[Supplied passage]:
— BEGIN —

3.2. Manual Detection of Installed Electron-Based Applications
As we know, each operating system has its own characteristic directory structure used to store newly installed applications. For example:
- In macOS, this directory is typically located at /Applications or /Users/Username/Applications.
- In Windows, it can be found in Program Files, AppData, or WindowsApp.
- Meanwhile, in Linux-based systems, this is usually located in the directories /opt or /usr/share.
There might be questions about how we identify the presence of an Electron application after locating its application directory. Simply put, applications built with the Electron framework have a unique characteristic, namely the existence of files in the .asar format.
As a brief explanation, this file serves as an archive containing all JavaScript, HTML, CSS, images, and other resources used within the Electron-based application. Essentially, it encapsulates a collection of all necessary files to run the application (quoting from electronjs, this format also can mitigate issues around long path names on Windows, speed up require and conceal our source code from cursory inspection).
Are there any other formats that can help us identify Electron-based applications on our operating system? Yes, indeed. Some of these include:
- The “Electron Framework.framework” directory within the “Frameworks” directory — for macOS.

— END —

[Extracted information]:
— BEGIN —

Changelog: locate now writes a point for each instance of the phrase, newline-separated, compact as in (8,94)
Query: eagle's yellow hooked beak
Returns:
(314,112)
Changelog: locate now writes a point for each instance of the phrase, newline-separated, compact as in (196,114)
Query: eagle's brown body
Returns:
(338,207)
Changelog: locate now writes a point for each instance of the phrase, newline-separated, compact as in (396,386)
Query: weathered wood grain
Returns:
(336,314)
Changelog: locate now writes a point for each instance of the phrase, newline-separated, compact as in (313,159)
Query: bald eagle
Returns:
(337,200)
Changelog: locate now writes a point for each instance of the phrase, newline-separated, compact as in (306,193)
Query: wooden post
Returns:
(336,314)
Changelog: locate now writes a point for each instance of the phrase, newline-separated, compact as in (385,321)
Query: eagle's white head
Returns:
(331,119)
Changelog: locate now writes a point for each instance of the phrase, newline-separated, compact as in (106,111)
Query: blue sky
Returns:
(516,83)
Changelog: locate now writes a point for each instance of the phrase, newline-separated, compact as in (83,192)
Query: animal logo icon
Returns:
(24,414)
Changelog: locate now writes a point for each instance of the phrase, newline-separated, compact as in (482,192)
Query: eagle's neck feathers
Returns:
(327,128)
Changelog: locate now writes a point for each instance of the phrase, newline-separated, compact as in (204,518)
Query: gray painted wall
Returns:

— END —
— BEGIN —

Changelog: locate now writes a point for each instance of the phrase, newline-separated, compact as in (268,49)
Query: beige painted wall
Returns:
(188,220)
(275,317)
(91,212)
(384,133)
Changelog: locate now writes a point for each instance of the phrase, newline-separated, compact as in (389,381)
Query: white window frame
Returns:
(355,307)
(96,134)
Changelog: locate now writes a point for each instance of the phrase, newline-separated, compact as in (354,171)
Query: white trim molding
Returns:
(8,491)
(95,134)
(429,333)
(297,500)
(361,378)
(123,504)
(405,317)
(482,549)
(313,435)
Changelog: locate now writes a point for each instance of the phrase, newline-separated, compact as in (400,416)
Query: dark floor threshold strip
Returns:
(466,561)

— END —

[Task statement]: Carry on the passage about manually detecting installed Electron-based applications, picking up after its final line.

[Task answer]:
- The “electron.icns” (icon resource) file, tipically located in the “Resources” directory — for macOS.
- The “LICENSE.electron.txt” file — on some Linux-based systems.
- The “package.json” file (though we may need to examine its contents first).
- Specific keyword searches that uniquely characterize configurations in Electron-built applications, such as ‘contextIsolation’ and ‘nodeIntegration’.
3.3. The Automated Way
Considering that there are many variables to be searched for, and there may be numerous applications within a single host, then the initial step that can be taken in the basic identification process is maybe to perform some automated executions.
3.3.1. Automated Detection of Electron-Based Applications on macOS
As we all know, macOS has directories that use the .app naming convention (although we cannot strictly call it an extension). Essentially, these directories contain all the files and resources required to run an application.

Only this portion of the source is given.